→ **Prompt**
Among the entries below, copy only the span from the line containing "Target = green palm fronds" through the line containing "Target = tree bark texture". Do so exactly, and skip the pictures.

Items listed in a dataset:
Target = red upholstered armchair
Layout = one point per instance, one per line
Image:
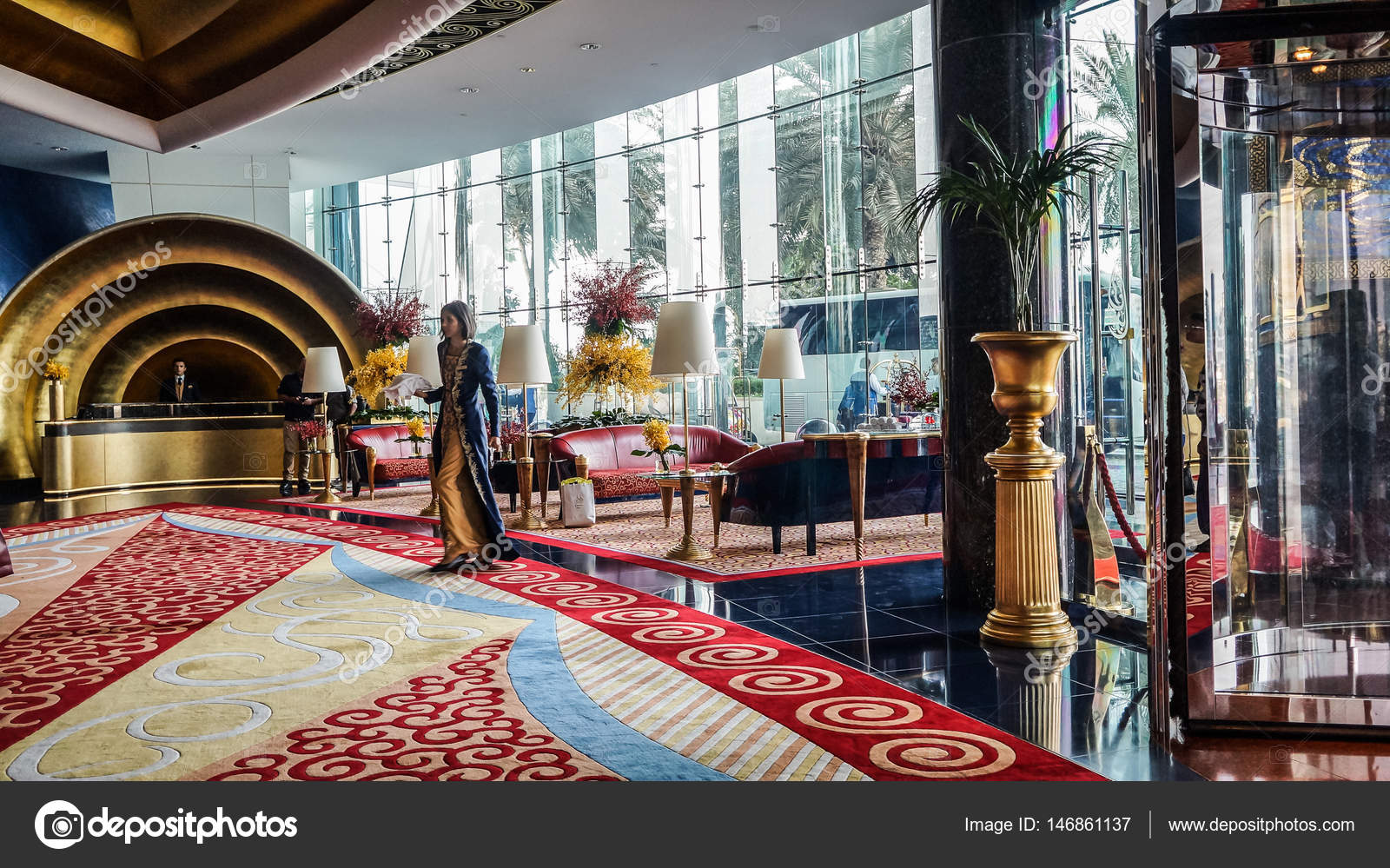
(616, 472)
(388, 461)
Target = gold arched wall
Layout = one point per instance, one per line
(222, 369)
(111, 301)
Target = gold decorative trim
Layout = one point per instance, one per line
(477, 20)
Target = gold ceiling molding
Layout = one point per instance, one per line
(169, 73)
(473, 21)
(103, 287)
(159, 57)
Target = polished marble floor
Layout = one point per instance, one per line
(891, 620)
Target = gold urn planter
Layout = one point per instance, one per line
(1028, 596)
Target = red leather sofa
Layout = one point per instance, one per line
(616, 472)
(381, 460)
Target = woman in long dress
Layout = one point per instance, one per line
(469, 514)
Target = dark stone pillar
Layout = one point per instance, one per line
(990, 59)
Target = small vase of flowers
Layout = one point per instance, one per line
(312, 433)
(416, 435)
(908, 388)
(56, 373)
(658, 437)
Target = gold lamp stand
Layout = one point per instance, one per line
(433, 507)
(328, 495)
(1028, 593)
(526, 467)
(688, 548)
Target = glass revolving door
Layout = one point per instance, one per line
(1271, 326)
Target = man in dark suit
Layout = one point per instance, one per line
(180, 388)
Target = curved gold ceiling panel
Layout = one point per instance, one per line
(181, 73)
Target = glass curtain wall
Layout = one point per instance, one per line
(1104, 270)
(771, 196)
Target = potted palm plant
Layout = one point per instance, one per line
(1009, 196)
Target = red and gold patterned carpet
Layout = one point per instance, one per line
(182, 641)
(636, 532)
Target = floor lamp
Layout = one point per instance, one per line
(423, 359)
(685, 348)
(525, 363)
(323, 374)
(782, 362)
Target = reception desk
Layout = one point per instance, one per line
(120, 447)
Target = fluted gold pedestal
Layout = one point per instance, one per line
(1028, 590)
(527, 520)
(1030, 692)
(688, 548)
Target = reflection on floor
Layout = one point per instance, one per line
(897, 626)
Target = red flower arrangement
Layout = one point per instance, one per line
(511, 433)
(611, 301)
(907, 387)
(312, 428)
(389, 317)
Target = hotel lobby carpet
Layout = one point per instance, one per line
(636, 532)
(185, 641)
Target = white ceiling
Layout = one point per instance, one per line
(652, 50)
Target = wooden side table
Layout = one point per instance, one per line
(857, 458)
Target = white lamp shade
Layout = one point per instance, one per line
(423, 359)
(685, 341)
(323, 372)
(523, 356)
(782, 355)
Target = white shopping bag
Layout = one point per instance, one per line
(577, 502)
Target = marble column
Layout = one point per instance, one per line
(994, 62)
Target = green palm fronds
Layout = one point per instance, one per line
(1009, 196)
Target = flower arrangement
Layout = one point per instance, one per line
(388, 414)
(658, 437)
(908, 388)
(511, 433)
(416, 427)
(604, 362)
(611, 301)
(377, 370)
(389, 317)
(312, 428)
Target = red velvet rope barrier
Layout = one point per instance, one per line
(1115, 505)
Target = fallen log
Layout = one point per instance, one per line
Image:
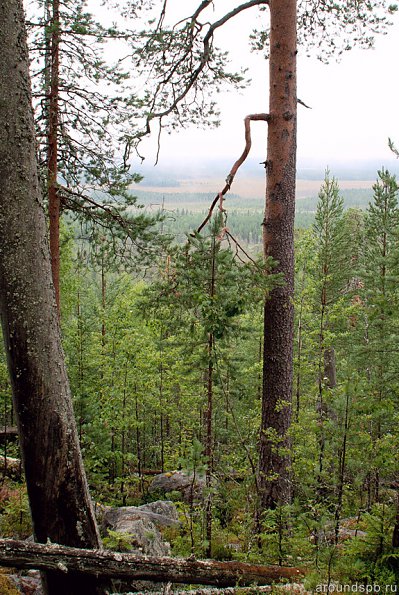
(228, 591)
(111, 565)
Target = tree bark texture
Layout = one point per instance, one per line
(59, 499)
(114, 565)
(54, 206)
(278, 239)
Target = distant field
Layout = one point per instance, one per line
(196, 195)
(250, 188)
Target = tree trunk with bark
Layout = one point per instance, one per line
(278, 240)
(131, 567)
(59, 499)
(54, 205)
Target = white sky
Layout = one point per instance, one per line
(355, 104)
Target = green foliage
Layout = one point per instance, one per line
(15, 519)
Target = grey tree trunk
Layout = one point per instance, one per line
(278, 240)
(59, 499)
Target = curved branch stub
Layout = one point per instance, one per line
(230, 178)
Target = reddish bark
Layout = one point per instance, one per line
(278, 238)
(52, 166)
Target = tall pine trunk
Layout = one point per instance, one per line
(54, 206)
(278, 240)
(58, 494)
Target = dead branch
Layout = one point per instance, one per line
(10, 467)
(237, 164)
(204, 57)
(107, 565)
(8, 432)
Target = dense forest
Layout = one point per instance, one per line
(137, 353)
(195, 389)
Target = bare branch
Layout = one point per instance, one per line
(237, 164)
(206, 50)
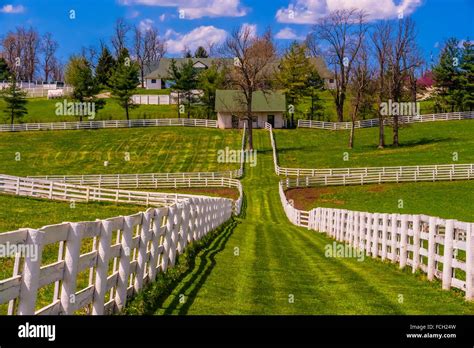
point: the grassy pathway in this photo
(278, 261)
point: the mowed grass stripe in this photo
(278, 259)
(421, 144)
(151, 150)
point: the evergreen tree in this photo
(201, 53)
(85, 87)
(124, 82)
(209, 81)
(4, 70)
(15, 100)
(314, 84)
(185, 78)
(105, 67)
(294, 70)
(466, 79)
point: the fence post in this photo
(103, 253)
(71, 262)
(470, 261)
(124, 264)
(375, 236)
(31, 272)
(403, 241)
(448, 254)
(431, 247)
(416, 243)
(384, 235)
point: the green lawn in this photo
(22, 212)
(261, 264)
(422, 143)
(449, 200)
(44, 110)
(151, 150)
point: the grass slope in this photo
(254, 268)
(423, 143)
(177, 149)
(44, 110)
(449, 200)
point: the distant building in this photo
(266, 107)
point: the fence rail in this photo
(126, 253)
(163, 122)
(440, 248)
(452, 116)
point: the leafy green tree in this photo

→ **Solution to this task**
Target = green palm fronds
Layout = one point per instance, one per line
(1009, 196)
Target = flower arrangement
Layout = one point per instance, one per line
(388, 414)
(658, 437)
(908, 388)
(511, 433)
(416, 427)
(604, 362)
(611, 301)
(377, 370)
(389, 317)
(312, 428)
Target = red velvet rope barrier
Layout = one point per instance, one per line
(1115, 505)
Target = fallen log
Layout = one point per instance, one per line
Image:
(228, 591)
(111, 565)
Target = tree bark texture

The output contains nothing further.